__Exercise inputs__:
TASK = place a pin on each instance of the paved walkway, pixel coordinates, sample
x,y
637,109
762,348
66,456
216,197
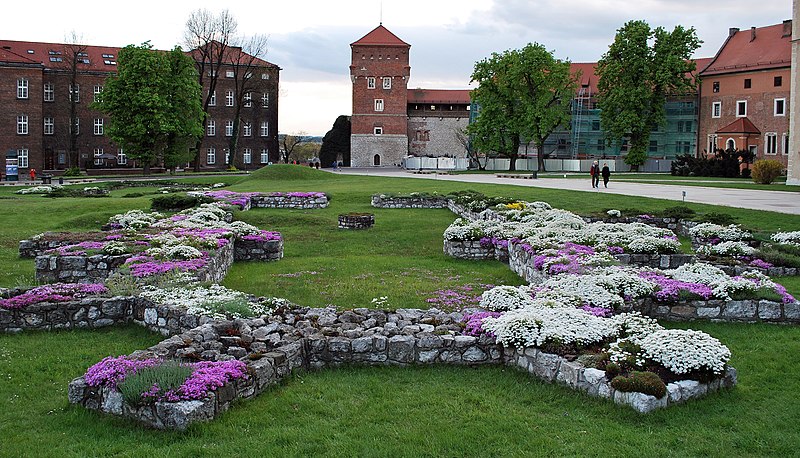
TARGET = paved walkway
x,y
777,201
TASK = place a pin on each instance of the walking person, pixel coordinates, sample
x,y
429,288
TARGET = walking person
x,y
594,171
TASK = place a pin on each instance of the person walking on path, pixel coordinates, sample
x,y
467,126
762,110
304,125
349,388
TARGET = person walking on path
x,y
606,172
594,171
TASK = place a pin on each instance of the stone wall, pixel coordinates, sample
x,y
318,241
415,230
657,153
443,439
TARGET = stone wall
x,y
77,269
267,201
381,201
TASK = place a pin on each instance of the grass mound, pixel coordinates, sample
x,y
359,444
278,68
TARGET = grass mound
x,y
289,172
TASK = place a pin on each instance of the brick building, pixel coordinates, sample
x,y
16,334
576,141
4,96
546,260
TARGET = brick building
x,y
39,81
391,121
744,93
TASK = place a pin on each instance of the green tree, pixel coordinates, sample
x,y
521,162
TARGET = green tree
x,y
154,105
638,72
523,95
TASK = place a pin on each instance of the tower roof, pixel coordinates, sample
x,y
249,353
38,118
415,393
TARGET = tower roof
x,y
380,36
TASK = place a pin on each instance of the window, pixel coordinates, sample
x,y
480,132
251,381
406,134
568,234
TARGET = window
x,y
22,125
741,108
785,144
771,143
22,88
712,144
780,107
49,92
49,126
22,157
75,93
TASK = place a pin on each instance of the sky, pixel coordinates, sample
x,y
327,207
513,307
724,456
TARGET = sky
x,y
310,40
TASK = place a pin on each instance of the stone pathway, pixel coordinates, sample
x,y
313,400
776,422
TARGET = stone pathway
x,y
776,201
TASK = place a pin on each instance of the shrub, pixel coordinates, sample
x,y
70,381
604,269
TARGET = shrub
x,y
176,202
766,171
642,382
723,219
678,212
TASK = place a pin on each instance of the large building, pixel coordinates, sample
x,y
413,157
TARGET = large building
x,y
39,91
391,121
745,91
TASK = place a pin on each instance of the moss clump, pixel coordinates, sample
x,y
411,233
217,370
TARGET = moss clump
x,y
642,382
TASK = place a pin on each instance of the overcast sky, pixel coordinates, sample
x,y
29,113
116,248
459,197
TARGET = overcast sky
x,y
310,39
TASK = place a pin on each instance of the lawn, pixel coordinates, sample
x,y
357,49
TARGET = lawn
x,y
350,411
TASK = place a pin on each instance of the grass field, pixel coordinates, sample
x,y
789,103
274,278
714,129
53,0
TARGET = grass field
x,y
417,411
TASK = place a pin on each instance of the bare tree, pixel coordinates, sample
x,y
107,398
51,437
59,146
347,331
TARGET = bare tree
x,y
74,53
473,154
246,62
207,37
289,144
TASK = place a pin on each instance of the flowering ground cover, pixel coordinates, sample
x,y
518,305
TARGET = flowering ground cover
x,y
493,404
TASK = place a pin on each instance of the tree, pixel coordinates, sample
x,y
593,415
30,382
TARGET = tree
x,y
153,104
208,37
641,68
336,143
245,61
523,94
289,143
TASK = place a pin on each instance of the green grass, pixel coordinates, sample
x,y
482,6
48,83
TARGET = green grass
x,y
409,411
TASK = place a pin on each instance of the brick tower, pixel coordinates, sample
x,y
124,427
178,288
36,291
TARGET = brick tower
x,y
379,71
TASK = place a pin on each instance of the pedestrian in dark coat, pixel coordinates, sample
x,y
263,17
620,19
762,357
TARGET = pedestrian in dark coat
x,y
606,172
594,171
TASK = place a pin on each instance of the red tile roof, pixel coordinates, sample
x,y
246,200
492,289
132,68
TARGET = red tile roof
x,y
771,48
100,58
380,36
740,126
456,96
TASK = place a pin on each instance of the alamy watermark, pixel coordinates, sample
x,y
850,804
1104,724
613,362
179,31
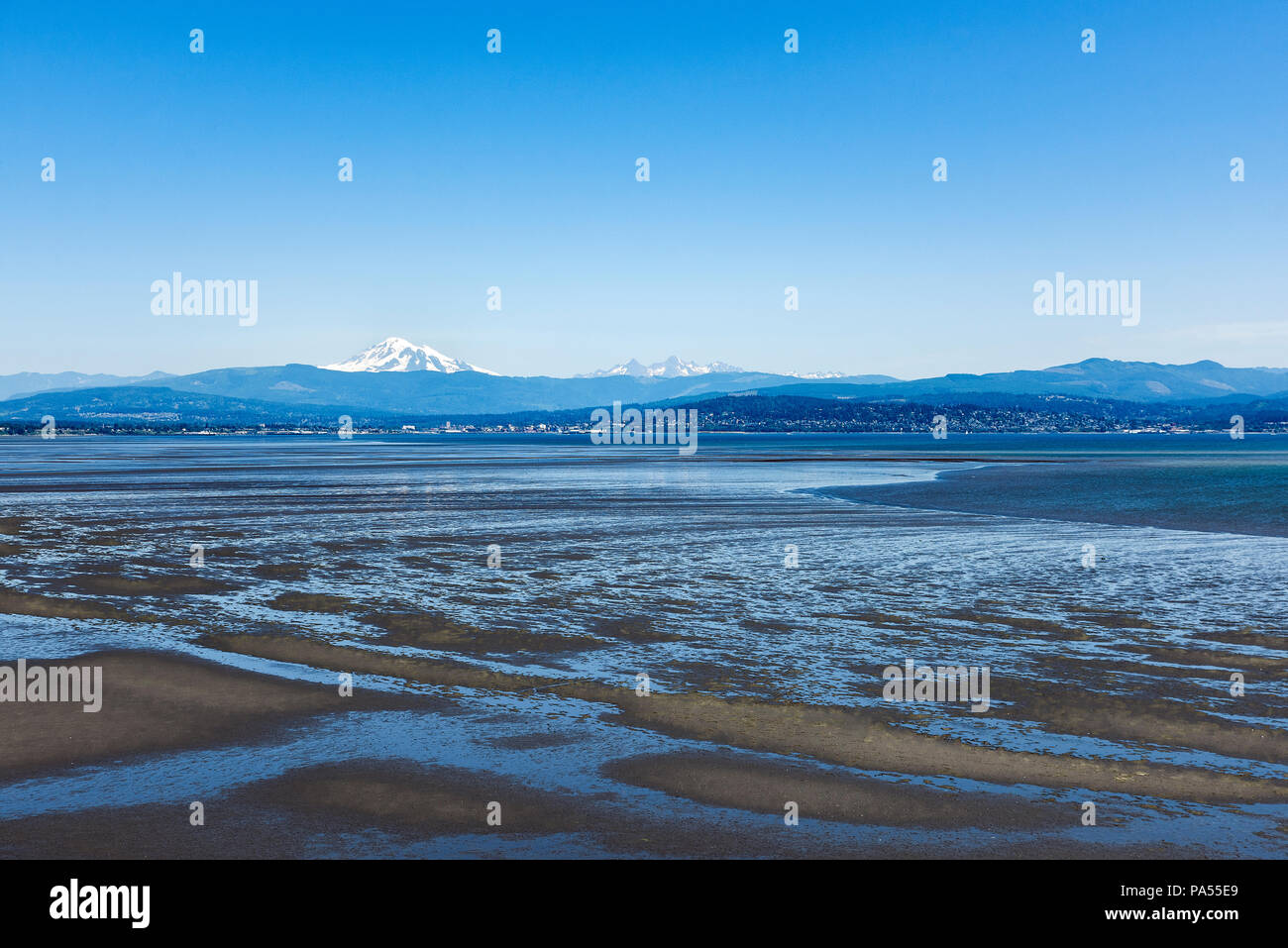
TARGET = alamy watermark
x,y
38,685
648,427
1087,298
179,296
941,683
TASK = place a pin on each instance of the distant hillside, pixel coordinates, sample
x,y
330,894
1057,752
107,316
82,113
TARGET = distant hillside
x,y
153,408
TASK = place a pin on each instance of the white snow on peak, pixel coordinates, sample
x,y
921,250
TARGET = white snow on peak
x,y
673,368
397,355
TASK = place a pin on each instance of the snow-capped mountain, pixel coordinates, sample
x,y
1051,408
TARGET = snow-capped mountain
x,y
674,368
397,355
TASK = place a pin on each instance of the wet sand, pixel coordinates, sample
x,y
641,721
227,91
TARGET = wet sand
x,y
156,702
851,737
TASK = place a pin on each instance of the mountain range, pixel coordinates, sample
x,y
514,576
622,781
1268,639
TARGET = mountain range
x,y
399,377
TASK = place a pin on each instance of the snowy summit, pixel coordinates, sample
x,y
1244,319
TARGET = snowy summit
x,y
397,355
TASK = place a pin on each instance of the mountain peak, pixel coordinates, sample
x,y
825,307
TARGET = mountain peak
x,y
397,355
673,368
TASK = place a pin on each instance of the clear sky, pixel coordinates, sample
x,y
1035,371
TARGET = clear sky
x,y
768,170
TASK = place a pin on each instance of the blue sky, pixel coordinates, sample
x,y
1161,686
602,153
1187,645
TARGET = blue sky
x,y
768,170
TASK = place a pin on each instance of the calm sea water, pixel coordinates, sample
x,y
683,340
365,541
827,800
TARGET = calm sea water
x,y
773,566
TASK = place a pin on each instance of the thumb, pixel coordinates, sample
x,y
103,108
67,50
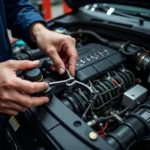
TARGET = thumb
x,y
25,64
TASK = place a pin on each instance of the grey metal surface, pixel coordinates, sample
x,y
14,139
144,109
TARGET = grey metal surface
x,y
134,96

__Work instruction__:
Each entry above should be returned exactly as written, minus its pictures.

__Written solution__:
TASK = place a pin on each instance of the paved walkway, pixel coordinates, sample
x,y
637,109
762,348
66,456
216,197
TARGET = paved walkway
x,y
777,201
TASK = place a pin on each instance of the walking person, pixel coordinates, sample
x,y
429,288
TARGET = walking person
x,y
594,171
TASK = place a pin on each instance of the person walking on path, pixel coordinates, sample
x,y
467,126
762,110
304,125
349,388
TARGET = person walking on path
x,y
606,172
594,171
TASK = place a pin on each instance of the stone wall, pixel coordinates, sample
x,y
318,241
415,230
657,153
443,439
TARGET = stone wall
x,y
77,269
267,201
381,201
TASK = place a pin on each instance of the grass mound, pixel coordinates, sample
x,y
359,444
278,68
TARGET = grass mound
x,y
289,172
TASK = place a pin on each instance of the brick building, pixel coordinates, sample
x,y
16,334
576,141
4,96
546,260
TARGET = brick building
x,y
39,81
391,121
744,93
TASK = place a pin on each instance of the green tree, pixel coordinates, sample
x,y
521,162
TARGET = green tree
x,y
154,105
638,72
523,95
TASK = place a pin on each instance of the tower roof, pixel coordinates, sample
x,y
249,353
38,118
415,393
TARGET = tower roof
x,y
380,36
TASK = place a pin on each instance of the window, pixel coordinates, sample
x,y
480,132
251,381
406,134
568,234
TARGET = window
x,y
22,125
741,108
785,144
771,143
22,88
712,144
780,107
49,92
49,126
22,157
75,93
TASK = place a pin on each instance of the sky, pixel coordinates, sample
x,y
327,207
513,307
724,456
TARGET = sky
x,y
310,40
TASK = place a pin on each instance of the stone pathway, pixel coordinates, sample
x,y
313,400
776,422
TARGET = stone pathway
x,y
776,201
TASK = place a pin on each instance of the shrub, pixel coordinates, sample
x,y
70,381
604,269
TARGET = shrub
x,y
176,202
766,171
642,382
723,219
678,212
TASK = place a pin on each instance of the large building, pixel coordinates, sample
x,y
413,157
TARGET = large building
x,y
39,91
391,121
745,91
TASK = place a pin on each instance of the moss clump, pixel coordinates, sample
x,y
411,233
217,370
TARGET = moss clump
x,y
642,382
TASK = place a pin on each instance of the overcast sky, pixel coordinates, sample
x,y
29,113
116,248
459,197
TARGET = overcast sky
x,y
310,39
TASK = place a pin on each instance of the lawn, pixel coordinates, sample
x,y
357,49
TARGET = lawn
x,y
350,411
TASK = place a pin on each instance of the grass field, pixel coordinates, sample
x,y
789,103
274,278
714,129
53,0
TARGET = grass field
x,y
417,411
TASK = place a pin on each instance of the bare tree, pixel coordinates, sample
x,y
107,398
51,437
59,146
347,331
TARGET = bare tree
x,y
74,53
473,154
246,62
207,37
289,144
TASK = place a pin on each instance of the flowering ground cover, pixel coordinates, sample
x,y
518,305
TARGET = flowering ground cover
x,y
493,404
TASK = place a pin on each instance of the tree, pixel coordinates, sample
x,y
593,415
30,382
TARGET = tree
x,y
153,104
208,37
641,68
336,143
245,61
523,94
289,143
TASK = place a pin on each instance of the green grass, pixel coordinates, sample
x,y
482,6
48,83
TARGET = green grass
x,y
409,411
TASK = place a pin on each instance of the brick tower, pixel coordinates, sample
x,y
124,427
178,288
36,291
TARGET = brick tower
x,y
379,71
TASK = place a pin on each instance of the pedestrian in dark coat, pixel coordinates, sample
x,y
263,17
620,19
762,357
TARGET = pedestrian in dark coat
x,y
606,172
594,171
TASK = place a pin on each instance of the red tile roof, pixel coordinates, sample
x,y
246,200
492,289
132,68
TARGET = red tile roof
x,y
771,48
100,58
380,36
740,126
456,96
TASK = place a pin on each instance of the alamy watermark, pixel coordinates, sample
x,y
850,804
1104,724
613,362
179,31
TARGET = alamy watermark
x,y
38,685
648,427
1087,298
179,296
941,683
TASK = place a pin on each instance of the distant hillside, pixel coordinates, sample
x,y
330,894
1057,752
107,316
82,113
TARGET = distant hillside
x,y
153,408
TASK = place a pin on each instance of the white snow on peak, pixel coordinates, sample
x,y
921,250
TARGET = white snow on peak
x,y
673,368
397,355
TASK = place a pin on each instance of the snow-capped mountain, pixel coordinates, sample
x,y
1051,408
TARGET = snow-capped mountain
x,y
674,368
397,355
TASK = place a pin on each instance of the wet sand, pixel coordinates, sample
x,y
641,721
227,91
TARGET = wet sand
x,y
156,702
851,737
TASK = place a pin on each instance of the mountain range, pixel coordinates, sample
x,y
514,576
622,781
1268,639
TARGET = mountain range
x,y
399,377
TASK = place a pin on each instance of the snowy summit, pixel coordinates, sample
x,y
1244,319
TARGET = snowy summit
x,y
397,355
TASK = place a pin on each instance of the mountain peak, pixel coordinates, sample
x,y
825,307
TARGET = mountain peak
x,y
397,355
673,368
TASK = place a pin on each instance of the clear sky, pixel coordinates, sample
x,y
1035,371
TARGET = clear sky
x,y
768,170
TASK = place a pin on each instance of the blue sky, pixel coordinates, sample
x,y
1161,686
602,153
1187,645
TARGET = blue sky
x,y
768,170
TASK = place a pin on each instance of the calm sea water, pixel coordinates, sample
x,y
683,340
365,541
827,800
TARGET = calm sea water
x,y
773,566
TASK = place a pin on each instance of the thumb, pixel coordinates, sample
x,y
103,108
67,50
TARGET = thumb
x,y
25,64
TASK = place a pin on each instance of the grey metal surface, pixel coordinates, sample
x,y
14,139
144,109
TARGET = grey metal surface
x,y
134,96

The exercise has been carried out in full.